====== Source document

The Sagnac effect: coherent light travels around a rotating loop in opposite directions and the phases of the two signals are compared at a detector

Now, an effect concerning rotating bodies is not where one would normally start with a refutation of special relativity, because a rotating body is accelerating while SR pertains to inertial frames i.e. frames moving at constant velocity relative to one another. An additional problem is that the two light beams do not in fact travel the same distance relative to an observer in the centre of the frame (see reference above). A proper relativistic treatment of the Sagnac effect is quite complicated, and involves terms from General Relativity, the theory of relativity that deals with accelerating bodies. Most importantly of all, relativistic effects do not show up as first- or second-order effects in the Sagnac effect, making it an unsuitable effect for experimental tests of relativity.

============
====== Listing

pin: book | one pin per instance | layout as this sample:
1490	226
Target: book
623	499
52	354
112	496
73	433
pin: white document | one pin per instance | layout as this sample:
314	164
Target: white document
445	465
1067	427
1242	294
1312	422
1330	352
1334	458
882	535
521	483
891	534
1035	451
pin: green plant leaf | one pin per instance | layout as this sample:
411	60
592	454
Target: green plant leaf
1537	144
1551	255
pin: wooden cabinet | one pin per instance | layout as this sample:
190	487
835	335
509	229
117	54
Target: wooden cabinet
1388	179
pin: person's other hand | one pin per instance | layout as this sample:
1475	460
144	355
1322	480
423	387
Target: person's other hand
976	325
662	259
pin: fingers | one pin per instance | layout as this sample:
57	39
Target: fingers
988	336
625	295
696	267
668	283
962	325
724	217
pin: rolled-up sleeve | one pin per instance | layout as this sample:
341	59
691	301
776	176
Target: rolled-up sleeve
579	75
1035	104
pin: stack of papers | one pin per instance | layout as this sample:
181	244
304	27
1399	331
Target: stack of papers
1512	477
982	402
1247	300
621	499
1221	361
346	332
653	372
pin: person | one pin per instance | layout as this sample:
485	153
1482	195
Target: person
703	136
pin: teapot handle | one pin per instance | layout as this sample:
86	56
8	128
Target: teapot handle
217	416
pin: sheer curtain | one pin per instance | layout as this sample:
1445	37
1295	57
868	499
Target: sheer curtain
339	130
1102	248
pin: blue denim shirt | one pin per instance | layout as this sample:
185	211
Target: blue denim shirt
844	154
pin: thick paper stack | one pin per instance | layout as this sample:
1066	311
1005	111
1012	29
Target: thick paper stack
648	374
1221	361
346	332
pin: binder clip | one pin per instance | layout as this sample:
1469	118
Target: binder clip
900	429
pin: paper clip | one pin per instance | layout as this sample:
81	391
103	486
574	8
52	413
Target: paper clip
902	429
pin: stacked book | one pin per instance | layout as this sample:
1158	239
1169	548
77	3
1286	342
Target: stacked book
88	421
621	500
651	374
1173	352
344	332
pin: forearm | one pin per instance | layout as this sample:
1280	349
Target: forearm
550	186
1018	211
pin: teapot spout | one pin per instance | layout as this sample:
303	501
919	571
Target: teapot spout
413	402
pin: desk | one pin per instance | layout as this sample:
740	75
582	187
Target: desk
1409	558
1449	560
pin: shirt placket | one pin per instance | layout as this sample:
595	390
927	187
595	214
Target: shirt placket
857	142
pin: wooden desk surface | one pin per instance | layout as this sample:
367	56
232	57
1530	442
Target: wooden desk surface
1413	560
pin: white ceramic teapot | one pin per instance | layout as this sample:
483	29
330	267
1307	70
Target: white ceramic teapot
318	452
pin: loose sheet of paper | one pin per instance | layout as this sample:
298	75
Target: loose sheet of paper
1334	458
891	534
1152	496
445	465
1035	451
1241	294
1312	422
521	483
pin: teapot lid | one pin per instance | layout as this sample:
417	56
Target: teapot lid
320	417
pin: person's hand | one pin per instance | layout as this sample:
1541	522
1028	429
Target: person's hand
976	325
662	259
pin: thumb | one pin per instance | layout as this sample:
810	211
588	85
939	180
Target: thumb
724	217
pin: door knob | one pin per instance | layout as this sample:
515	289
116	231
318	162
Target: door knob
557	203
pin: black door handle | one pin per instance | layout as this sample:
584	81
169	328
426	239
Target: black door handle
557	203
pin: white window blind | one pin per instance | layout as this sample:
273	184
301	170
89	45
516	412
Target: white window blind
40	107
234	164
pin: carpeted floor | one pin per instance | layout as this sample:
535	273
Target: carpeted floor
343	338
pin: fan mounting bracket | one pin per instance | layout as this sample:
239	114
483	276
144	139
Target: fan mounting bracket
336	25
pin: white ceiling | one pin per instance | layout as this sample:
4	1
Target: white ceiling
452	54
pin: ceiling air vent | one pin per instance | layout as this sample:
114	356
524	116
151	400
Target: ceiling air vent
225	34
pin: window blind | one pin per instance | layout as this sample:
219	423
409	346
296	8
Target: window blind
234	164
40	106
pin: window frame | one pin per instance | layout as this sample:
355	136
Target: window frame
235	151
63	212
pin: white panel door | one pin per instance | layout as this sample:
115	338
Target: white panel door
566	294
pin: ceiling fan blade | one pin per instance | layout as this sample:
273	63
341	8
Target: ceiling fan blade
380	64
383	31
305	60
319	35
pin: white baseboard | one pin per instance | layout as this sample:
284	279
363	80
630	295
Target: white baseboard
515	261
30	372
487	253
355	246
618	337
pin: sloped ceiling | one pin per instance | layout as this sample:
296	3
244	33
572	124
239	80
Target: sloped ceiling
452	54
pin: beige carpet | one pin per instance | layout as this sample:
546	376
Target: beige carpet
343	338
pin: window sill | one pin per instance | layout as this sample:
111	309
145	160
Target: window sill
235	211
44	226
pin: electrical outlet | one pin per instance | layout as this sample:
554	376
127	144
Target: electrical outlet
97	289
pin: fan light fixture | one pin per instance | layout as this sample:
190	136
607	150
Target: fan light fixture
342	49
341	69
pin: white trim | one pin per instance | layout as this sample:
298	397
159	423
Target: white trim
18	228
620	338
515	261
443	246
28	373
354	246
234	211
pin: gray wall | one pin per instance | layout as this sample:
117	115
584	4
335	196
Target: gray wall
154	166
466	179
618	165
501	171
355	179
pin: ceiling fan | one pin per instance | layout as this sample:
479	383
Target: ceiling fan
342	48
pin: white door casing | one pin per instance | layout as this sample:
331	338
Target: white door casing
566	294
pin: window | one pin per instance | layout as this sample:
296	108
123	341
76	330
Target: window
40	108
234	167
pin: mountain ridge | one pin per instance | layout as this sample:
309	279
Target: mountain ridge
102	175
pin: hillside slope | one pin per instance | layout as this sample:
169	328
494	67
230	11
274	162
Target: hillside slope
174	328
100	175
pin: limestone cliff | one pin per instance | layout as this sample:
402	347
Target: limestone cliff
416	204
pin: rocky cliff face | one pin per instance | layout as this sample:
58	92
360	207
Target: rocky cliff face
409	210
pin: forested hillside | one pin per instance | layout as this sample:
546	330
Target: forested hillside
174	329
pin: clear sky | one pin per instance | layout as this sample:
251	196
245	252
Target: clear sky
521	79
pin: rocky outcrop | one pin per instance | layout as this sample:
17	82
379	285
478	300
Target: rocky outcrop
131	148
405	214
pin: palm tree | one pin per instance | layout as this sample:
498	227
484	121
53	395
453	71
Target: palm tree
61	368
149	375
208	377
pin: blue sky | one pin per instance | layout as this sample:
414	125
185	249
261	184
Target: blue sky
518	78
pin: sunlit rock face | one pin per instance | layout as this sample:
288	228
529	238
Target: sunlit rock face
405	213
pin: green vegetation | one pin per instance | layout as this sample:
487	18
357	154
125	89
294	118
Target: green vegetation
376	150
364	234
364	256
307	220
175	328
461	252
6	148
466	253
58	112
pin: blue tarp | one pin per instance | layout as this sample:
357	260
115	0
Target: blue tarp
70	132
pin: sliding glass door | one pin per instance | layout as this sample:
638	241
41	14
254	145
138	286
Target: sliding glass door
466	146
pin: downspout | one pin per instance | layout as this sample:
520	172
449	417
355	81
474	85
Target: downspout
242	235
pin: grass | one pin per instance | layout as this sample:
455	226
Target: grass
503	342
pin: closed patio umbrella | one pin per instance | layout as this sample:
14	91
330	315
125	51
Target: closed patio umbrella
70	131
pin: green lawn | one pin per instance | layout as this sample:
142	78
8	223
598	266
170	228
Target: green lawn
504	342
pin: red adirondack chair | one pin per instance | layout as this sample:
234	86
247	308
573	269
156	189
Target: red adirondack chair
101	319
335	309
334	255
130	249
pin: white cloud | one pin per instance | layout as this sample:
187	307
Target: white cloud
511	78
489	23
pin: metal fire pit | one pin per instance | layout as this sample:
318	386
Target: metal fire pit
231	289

============

▶ [Problem 1]:
In the passage on the Sagnac effect, which theory of relativity deals with accelerating bodies?
▶ [Problem 2]:
Continue the passage on the Sagnac effect from its final sentence.

▶ [Output 1]:
General Relativity.

▶ [Output 2]:
Media reaction

It was not the work itself that shocked me. Any physicist regularly receives refutations of SR in the post, ranging from the completely crazy to the highly aggressive. What shocked me was the media reaction to Kelly’s work; the story immediately became a media ‘controversy’, with feature articles in The Irish Times (Ireland’ s paper of record), the Sunday Times (a respected UK paper), the Japan Times and many others. There were regular bulletins on TV and radio, with few journalists treating the story with even a small degree of skepticism. The internet also played a role in the affair, with hundreds of blogposts by writers who knew nothing about the subject. (It put a great many Irish physicists off blogs for life). The Irish Times set the tone for the affair by using the headline ‘Refuting Einstein’ for all articles and letters on the subject, thus framing the debate as plucky Kelly vs establishment Einstein.

Professional physicists paid very little attention to the story at first. In the few instances where their opinion was sought, the ‘debate’ was portrayed as one voice against another, not as the overwhelming consensus of 100 years of scientific evidence against one engineer. Most of all, the debate was portrayed as Kelly vs Einstein – I do not recall a single journalist draw attention to the fact that physicists’ belief in relativity stems not from a belief in Einstein, but from the mountain of experimental evidence that supports the theory (a confusion of the context of discovery with the context of justification). Finally, just as the story was beginning to die down, a French physicist cited one of Kelly’s papers and Irish journalists declared Kelly ‘vindicated’. [I read the French paper and the reference was not to Kelly’s theory at all, but to an experiment he suggested].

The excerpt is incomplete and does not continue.